___ Texto ___
José Temporão: No caso das eleições municipais, a agenda tende a se concentrar em aspectos mais pontuais e localizados da atenção à saúde. Curioso que aspectos centrais na relação saúde e doença como saneamento ambiental, poluição urbana, espaços nas cidades para a prática de atividades físicas, alimentação nas escolas, todos pontos dentro da governabilidade do prefeito e vereadores, ficam subsumidos por ítens diretamente ligados ao cuidado individual, como acesso a medicamentos, atendimento de urgencia, tempo de espera. Mesmo partidos e candidatos com uma agenda mais progressista acabam reféns dessa armadilha. As eleições deveriam ser momentos preciosos para uma discussão mais estrutural das questões da saúde.
Portal do Cebes: De que forma a Saúde elevada à condição de “política de governo” aumenta a chance dos retrocessos setoriais em decorrência da rotatividade de partidos ou agrupamentos políticos?
José Temporão: No passado tivemos experiencias dramáticas como em SP na trágica experiencia do PAS. Avalio que hoje o risco é menor exatamente por uma consolidação de agenda de política de Estado que, de uma certa forma, fica como pano de fundo dos debates e proposições. Mas fica sempre o risco de propostas “salvadoras” ou heterodoxas que acabam se confrontando com os princípios pétreos do SUS.
Portal do Cebes: Todas as pesquisas de opinião divulgadas no período eleitoral demonstram que a saúde é a principal demanda da sociedade. Por outro lado, a mesma população que indica a Saúde como prioridade nessas pesquisas parece estar mais inclinada a adquirir assistência médica no mercado de planos e seguros privados. Como é possível modificar esse cenário?
___ Itens listados ___
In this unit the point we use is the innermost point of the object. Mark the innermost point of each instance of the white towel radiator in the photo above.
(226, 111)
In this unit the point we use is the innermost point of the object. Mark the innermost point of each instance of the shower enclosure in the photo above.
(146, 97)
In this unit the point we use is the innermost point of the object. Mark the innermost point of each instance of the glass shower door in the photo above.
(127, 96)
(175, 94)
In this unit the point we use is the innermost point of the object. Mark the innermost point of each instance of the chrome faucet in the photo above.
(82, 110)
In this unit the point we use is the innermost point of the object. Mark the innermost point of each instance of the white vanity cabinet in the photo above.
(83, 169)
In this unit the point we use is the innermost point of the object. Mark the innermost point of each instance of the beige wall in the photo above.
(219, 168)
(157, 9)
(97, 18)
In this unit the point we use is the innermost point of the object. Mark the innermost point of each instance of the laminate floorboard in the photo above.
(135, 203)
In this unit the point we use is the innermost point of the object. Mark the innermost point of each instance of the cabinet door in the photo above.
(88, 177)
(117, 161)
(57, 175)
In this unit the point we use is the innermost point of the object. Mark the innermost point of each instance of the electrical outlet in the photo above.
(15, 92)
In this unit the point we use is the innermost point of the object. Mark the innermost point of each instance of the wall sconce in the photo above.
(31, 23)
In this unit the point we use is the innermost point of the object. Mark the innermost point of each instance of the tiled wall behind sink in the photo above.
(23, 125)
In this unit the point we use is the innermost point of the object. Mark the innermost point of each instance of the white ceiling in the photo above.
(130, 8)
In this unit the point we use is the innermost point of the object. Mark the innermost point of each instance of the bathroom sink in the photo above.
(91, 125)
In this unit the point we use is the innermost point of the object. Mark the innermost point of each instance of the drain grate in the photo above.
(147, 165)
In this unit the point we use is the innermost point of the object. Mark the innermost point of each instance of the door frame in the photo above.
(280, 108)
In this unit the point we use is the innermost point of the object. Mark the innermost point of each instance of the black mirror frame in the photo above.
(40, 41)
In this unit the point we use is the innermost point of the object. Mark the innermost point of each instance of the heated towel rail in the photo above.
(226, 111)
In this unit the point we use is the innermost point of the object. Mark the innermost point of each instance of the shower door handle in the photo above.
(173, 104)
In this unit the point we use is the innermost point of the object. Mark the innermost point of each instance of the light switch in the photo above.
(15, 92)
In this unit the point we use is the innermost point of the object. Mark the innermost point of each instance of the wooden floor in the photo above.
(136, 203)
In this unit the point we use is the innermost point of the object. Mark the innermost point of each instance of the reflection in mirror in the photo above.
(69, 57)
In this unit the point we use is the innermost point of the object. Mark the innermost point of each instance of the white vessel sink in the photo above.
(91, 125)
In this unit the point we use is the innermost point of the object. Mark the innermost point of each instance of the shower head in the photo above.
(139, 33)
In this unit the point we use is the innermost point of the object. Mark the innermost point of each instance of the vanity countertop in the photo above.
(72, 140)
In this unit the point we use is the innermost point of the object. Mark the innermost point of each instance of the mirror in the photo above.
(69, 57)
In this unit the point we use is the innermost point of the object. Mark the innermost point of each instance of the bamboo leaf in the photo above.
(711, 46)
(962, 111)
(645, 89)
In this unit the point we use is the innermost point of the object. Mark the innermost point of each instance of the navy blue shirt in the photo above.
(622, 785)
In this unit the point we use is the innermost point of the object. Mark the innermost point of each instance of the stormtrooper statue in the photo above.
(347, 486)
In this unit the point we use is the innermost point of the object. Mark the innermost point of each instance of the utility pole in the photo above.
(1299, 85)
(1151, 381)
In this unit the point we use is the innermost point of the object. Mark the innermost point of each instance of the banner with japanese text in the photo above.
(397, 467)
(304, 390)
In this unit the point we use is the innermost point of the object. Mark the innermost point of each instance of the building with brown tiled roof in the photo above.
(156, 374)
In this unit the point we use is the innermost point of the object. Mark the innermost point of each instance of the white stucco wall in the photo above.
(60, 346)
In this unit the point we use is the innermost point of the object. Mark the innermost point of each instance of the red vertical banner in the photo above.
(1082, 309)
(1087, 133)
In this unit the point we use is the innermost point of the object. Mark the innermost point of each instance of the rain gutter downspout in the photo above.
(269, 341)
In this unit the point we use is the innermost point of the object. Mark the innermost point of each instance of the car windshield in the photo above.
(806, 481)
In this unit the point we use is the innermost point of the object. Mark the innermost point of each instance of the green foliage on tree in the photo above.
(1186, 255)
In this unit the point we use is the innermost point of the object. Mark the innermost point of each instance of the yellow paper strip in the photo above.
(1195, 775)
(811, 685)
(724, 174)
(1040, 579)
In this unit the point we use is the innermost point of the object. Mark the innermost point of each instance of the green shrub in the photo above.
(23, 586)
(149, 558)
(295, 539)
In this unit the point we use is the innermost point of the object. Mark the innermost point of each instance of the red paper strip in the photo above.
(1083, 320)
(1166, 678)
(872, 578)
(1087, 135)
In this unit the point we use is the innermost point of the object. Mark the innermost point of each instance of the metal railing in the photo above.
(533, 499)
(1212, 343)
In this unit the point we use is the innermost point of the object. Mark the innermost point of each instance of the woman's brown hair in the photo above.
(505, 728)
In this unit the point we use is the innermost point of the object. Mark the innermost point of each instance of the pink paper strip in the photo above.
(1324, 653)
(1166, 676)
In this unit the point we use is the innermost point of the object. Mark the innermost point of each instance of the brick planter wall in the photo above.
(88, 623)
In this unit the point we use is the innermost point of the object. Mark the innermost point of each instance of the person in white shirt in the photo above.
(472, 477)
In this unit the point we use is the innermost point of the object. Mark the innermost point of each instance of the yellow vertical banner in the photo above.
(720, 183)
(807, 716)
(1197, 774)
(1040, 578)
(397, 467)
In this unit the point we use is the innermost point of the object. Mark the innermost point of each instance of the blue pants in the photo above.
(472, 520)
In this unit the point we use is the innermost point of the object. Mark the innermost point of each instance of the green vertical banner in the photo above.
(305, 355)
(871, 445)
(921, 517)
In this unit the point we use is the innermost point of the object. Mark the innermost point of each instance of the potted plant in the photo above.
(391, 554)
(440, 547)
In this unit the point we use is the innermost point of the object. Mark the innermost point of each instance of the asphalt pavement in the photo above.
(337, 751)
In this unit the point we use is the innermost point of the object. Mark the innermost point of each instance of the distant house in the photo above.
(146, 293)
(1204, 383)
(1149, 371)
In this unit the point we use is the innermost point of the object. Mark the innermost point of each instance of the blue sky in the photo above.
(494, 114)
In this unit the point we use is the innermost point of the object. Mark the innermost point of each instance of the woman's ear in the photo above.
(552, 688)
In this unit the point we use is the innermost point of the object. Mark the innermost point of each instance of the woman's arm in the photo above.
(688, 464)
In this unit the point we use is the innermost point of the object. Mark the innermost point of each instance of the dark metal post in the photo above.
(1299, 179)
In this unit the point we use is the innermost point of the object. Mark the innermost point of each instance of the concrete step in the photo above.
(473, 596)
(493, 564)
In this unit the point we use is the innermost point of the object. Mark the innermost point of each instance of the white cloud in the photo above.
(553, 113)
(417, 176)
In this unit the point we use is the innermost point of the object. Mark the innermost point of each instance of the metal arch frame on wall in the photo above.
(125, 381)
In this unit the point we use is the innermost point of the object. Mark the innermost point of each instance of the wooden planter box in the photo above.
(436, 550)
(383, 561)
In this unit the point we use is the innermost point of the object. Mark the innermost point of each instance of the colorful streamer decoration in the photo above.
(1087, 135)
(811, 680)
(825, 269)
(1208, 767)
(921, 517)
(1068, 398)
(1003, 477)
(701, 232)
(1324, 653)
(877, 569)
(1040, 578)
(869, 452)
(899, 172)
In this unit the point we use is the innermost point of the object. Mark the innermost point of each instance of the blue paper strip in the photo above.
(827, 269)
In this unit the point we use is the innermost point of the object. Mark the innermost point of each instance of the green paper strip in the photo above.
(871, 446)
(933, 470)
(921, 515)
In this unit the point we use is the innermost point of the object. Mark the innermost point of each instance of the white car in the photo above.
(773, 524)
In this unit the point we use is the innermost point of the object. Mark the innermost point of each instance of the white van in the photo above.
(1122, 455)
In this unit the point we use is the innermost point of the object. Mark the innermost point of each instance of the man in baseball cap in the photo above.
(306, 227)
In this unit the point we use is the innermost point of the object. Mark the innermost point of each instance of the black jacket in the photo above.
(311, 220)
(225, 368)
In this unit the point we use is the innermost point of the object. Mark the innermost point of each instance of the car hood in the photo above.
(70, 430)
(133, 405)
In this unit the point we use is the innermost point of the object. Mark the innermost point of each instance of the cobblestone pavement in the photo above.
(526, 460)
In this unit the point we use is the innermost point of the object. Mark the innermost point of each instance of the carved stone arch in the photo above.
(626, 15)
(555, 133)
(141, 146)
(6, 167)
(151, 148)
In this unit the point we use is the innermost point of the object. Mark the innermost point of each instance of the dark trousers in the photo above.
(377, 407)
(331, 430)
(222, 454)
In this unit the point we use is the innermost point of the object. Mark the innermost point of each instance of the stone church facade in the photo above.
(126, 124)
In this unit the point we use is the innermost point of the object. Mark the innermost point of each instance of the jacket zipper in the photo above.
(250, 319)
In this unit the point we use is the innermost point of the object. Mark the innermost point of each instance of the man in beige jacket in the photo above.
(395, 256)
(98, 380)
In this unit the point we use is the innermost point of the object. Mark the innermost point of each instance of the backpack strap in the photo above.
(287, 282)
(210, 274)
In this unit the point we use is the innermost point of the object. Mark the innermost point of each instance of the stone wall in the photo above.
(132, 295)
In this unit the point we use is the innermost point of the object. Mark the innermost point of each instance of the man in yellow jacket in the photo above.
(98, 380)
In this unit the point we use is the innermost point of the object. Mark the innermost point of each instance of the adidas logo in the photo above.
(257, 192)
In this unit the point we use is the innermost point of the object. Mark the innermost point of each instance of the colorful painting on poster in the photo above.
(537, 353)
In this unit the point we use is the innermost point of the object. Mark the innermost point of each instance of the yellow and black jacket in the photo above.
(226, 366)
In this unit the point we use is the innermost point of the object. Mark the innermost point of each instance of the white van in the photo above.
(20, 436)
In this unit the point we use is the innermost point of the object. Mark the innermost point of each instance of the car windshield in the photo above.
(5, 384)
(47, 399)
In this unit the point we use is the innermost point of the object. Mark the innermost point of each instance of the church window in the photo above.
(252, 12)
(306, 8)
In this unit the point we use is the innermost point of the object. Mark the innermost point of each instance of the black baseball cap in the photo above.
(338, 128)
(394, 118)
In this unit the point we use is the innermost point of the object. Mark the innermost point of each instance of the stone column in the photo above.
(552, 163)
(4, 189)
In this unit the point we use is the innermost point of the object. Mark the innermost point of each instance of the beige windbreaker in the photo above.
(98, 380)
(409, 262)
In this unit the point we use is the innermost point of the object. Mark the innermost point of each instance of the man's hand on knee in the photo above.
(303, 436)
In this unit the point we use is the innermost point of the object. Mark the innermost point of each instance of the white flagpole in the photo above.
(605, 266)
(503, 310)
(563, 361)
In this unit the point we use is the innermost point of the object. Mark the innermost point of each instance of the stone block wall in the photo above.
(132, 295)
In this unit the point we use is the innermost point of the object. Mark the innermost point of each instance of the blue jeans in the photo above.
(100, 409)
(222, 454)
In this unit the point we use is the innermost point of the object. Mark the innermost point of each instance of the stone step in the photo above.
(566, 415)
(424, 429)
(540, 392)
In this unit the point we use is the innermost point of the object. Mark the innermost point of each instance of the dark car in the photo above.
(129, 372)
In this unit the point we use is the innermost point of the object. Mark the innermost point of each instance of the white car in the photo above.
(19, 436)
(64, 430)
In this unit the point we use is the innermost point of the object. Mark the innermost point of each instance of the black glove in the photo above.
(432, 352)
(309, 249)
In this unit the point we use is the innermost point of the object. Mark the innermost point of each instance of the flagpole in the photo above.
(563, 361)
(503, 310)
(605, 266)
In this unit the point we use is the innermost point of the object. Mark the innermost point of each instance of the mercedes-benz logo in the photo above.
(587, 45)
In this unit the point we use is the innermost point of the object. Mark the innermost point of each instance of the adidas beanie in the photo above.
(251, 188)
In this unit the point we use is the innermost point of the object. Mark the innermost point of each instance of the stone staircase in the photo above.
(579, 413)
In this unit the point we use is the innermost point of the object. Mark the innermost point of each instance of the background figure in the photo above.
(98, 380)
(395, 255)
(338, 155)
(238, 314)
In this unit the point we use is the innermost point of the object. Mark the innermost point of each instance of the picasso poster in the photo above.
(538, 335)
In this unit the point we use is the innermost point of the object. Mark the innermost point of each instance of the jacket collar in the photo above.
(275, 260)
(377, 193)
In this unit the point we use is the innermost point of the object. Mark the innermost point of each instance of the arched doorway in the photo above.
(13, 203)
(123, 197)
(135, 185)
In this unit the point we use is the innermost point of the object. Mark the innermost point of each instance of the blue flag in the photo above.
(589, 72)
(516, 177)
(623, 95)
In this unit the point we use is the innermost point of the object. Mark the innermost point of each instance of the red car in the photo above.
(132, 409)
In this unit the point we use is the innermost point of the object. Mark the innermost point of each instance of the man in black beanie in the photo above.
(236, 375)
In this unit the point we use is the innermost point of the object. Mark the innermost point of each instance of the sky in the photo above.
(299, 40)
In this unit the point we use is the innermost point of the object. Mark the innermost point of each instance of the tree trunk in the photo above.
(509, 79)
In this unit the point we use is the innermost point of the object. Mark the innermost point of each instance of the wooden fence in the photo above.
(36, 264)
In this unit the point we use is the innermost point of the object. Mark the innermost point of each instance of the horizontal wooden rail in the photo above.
___
— Instruções —
(a) Transcreva o trecho da entrevista sobre saúde e eleições que vai de "José Temporão: No caso" até "questões da saúde.".
(b) Dê continuidade à entrevista sobre saúde e eleições a partir da última frase apresentada.

— Respostas —
(a)
José Temporão: No caso das eleições municipais, a agenda tende a se concentrar em aspectos mais pontuais e localizados da atenção à saúde. Curioso que aspectos centrais na relação saúde e doença como saneamento ambiental, poluição urbana, espaços nas cidades para a prática de atividades físicas, alimentação nas escolas, todos pontos dentro da governabilidade do prefeito e vereadores, ficam subsumidos por ítens diretamente ligados ao cuidado individual, como acesso a medicamentos, atendimento de urgencia, tempo de espera. Mesmo partidos e candidatos com uma agenda mais progressista acabam reféns dessa armadilha. As eleições deveriam ser momentos preciosos para uma discussão mais estrutural das questões da saúde.

(b)
José Temporão: A saúde será sempre uma das principais demandas. É assim em todo o mundo. A população pragmaticamente busca soluções para seus problemas concretos. A ideologia que prevalece vende o mercado como a hipotética solução para melhorar a qualidade da atenção e as pessoas acreditam e transformam “ter um plano de saúde” como etapa a ser vencida no processo de aacensão social (casa, carro e plano de saúde). O SUS tem que melhorar radicalmente a qualidade dos serviços que presta e brigar no “mercado” para atrair novos usuários que se sentirão seguros e cuidados pelo sistema público. Ao mesmo tempo, o perverso sistema de subsídios e renúncia fiscal que tira recursos do sistema público para financiar o sistema privado deve ser enfrentado. Aqui não se pode esquecer que, sem resolver a equação da base econômico-financeira do SUS, não conseguiremos avançar. Mas esta agenda, a meu ver, é para as eleições presidenciais!
Portal do Cebes: Muitas pessoas acreditam, talvez através do olhar recortado da mídia, que o setor de saúde não precisa de mais recursos, e sim de maior controle sobre a receita repassada para o campo da saúde pública, tendo em vista tamanha corrupção. Quais os perigos desse raciocínio para a saúde pública brasileira e qual a importância de se fazer o debate na época das eleições?
José Temporão: Essa é uma retórica perigosissíma! Colocar nas questões de gestão (macro e micro) o centro do problema e dos dilemas do SUS é, no mínimo, irresponsável. Porque até para se melhorar a gestão e os controles vai se precisar de mais dinheiro. Do ponto de vista da chamada “opinião pública” estamos perdendo esse debate, pois se disseminou uma visão de que o sistema é perdulário e ineficiente e que antes de gastar mais, teríamos que gastar melhor. Esse é o debate a ser enfrentado nas eleições para presidente, governadores e congresso nacional responsáveis pela aprovação de mudanças nas leis que regem o macro financiamento do sistema.